[Tarefas propostas]
- A) Segundo o texto sobre crianças com malformações, qual revista publicou o estudo que aponta fluxos recorrentes de desinformação em saúde no Brasil?
- B) Transcreva do texto sobre crianças com malformações o trecho que começa nas palavras "Barreiras enfrentadas por" e vai até as palavras "de negligência institucional.".

[Texto extraído]

================================

Barreiras enfrentadas por crianças com malformações
Apesar dos avanços pontuais na saúde pública infantil, crianças com malformações congênitas seguem invisíveis dentro do sistema brasileiro. Um estudo da revista Organicom, da ECA/USP, aponta que o Brasil enfrenta fluxos recorrentes de desinformação em saúde, o que dificulta a triagem precoce e o encaminhamento correto de casos que exigem atenção especializada. Essa desinformação, aliada à escassez de profissionais qualificados e à ausência de reconhecimento da cirurgia craniomaxilofacial como prioridade de saúde pública, forma um cenário de negligência institucional.
Para a cirurgiã plástica e craniomaxilofacial Clarice Abreu, a falta de visibilidade do tema é parte de um problema maior: a desvalorização de áreas médicas que atuam justamente onde a vulnerabilidade é mais sensível, na infância e na deformidade. “Estamos falando de crianças que poderiam ter uma vida normal com uma cirurgia simples, mas que permanecem por anos em filas, ou sequer chegam a ser avaliadas. Isso é uma violência silenciosa”, afirma.
Segundo a médica, o número de especialistas qualificados para atuar com malformações craniofaciais é extremamente baixo, e muitos centros não possuem equipes multidisciplinares habilitadas para oferecer um cuidado integral. “São poucos os profissionais formados com a complexidade técnica necessária para lidar com esses casos. E o que é ainda mais grave: não há incentivo à formação, nem políticas públicas que reconheçam essa área de atuação como estratégica dentro do SUS”, alerta.

================================

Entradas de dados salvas
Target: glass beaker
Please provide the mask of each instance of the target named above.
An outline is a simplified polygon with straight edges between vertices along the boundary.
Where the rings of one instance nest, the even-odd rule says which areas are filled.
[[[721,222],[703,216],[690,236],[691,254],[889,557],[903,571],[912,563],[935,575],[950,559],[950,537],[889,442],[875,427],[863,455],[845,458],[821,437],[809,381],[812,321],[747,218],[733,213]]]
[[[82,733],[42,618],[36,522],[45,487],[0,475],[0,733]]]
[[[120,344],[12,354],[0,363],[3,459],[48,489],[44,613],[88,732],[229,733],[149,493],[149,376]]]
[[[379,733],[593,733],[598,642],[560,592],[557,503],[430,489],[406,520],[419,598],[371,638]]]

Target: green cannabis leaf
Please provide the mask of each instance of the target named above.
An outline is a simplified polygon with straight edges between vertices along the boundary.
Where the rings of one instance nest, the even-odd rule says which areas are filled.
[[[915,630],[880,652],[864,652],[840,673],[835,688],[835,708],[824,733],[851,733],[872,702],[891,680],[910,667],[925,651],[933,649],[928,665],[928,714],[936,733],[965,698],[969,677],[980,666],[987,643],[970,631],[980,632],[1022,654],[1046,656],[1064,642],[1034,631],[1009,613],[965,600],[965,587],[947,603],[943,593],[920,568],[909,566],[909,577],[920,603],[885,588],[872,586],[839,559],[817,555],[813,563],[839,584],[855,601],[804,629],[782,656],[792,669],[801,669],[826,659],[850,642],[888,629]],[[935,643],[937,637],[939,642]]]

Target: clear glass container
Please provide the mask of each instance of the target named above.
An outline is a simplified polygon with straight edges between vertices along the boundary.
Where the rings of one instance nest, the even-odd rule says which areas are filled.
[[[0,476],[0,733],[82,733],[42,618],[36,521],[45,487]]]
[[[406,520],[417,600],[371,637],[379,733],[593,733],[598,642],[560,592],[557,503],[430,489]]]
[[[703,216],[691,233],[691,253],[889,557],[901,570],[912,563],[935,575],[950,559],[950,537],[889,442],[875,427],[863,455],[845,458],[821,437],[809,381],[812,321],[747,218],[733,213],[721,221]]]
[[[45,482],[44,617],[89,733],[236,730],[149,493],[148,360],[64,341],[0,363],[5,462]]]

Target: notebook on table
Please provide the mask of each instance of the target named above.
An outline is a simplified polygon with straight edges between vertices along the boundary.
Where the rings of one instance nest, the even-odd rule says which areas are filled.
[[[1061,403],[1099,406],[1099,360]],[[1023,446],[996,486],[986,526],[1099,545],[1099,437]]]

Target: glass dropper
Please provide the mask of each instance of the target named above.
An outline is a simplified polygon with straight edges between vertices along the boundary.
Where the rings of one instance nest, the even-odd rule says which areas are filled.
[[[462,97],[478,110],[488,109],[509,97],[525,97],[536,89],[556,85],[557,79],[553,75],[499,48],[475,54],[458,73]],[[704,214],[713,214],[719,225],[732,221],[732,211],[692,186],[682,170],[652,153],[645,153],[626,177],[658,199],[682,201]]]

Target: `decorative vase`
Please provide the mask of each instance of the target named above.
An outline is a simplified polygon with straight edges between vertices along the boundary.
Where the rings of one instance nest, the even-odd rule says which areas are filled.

================================

[Respostas das tarefas]
- A) A revista Organicom, da ECA/USP.

- B)
Barreiras enfrentadas por crianças com malformações
Apesar dos avanços pontuais na saúde pública infantil, crianças com malformações congênitas seguem invisíveis dentro do sistema brasileiro. Um estudo da revista Organicom, da ECA/USP, aponta que o Brasil enfrenta fluxos recorrentes de desinformação em saúde, o que dificulta a triagem precoce e o encaminhamento correto de casos que exigem atenção especializada. Essa desinformação, aliada à escassez de profissionais qualificados e à ausência de reconhecimento da cirurgia craniomaxilofacial como prioridade de saúde pública, forma um cenário de negligência institucional.